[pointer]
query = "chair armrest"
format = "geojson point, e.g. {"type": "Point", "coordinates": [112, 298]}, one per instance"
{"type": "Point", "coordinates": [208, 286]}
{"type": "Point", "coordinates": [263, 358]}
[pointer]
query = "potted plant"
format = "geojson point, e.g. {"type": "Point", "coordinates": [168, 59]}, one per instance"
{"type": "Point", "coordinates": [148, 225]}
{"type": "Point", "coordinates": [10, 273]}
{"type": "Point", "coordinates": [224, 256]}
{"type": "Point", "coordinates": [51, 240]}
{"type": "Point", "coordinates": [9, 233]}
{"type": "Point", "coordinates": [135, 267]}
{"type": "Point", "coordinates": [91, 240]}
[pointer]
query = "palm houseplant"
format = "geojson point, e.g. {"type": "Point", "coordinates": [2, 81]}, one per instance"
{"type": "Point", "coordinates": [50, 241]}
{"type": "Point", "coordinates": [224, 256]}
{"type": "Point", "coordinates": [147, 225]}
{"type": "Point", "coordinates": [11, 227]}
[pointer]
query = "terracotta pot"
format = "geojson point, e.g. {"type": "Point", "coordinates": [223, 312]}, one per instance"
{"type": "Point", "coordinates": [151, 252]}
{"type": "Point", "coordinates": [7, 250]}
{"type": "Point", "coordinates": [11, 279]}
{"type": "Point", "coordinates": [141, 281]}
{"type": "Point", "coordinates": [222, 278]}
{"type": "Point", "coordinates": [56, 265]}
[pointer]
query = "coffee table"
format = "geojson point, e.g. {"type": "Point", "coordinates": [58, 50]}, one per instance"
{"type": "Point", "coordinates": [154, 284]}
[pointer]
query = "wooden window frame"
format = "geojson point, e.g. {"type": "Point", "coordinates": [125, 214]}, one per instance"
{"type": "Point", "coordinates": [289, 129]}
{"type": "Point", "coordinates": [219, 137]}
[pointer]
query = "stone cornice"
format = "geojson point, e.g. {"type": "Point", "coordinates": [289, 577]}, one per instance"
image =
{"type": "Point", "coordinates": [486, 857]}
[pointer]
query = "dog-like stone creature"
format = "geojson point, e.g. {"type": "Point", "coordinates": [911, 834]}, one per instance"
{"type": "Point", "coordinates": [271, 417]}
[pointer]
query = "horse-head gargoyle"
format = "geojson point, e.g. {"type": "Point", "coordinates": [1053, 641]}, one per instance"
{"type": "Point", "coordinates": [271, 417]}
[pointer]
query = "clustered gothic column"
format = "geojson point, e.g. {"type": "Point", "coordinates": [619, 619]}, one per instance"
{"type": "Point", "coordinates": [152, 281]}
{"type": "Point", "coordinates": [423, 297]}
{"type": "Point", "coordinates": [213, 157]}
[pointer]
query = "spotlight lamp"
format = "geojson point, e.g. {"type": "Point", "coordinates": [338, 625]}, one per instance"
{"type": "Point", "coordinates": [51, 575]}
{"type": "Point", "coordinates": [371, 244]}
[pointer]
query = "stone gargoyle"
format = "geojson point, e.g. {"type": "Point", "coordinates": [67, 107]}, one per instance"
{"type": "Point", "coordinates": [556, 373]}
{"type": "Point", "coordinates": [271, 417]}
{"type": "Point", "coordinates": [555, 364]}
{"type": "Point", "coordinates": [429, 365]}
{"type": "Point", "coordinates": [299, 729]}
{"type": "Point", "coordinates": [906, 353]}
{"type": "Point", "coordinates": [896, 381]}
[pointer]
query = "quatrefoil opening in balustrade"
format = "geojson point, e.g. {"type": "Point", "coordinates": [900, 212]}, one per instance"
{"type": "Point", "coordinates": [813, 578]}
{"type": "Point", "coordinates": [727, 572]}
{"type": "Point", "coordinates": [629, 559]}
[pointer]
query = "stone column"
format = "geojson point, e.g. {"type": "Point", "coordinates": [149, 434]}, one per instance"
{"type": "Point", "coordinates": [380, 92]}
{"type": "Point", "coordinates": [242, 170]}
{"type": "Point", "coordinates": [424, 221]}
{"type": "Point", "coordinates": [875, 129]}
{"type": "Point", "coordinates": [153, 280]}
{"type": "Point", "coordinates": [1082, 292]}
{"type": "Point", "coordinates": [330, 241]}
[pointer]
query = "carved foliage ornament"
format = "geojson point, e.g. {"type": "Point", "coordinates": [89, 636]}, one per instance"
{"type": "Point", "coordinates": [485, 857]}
· · · · ·
§ **Exercise directions**: Copy out every line of the items above that contains the word "gargoyle".

§ **Complete answer**:
query = "horse-head gargoyle"
query = "stone gargoyle"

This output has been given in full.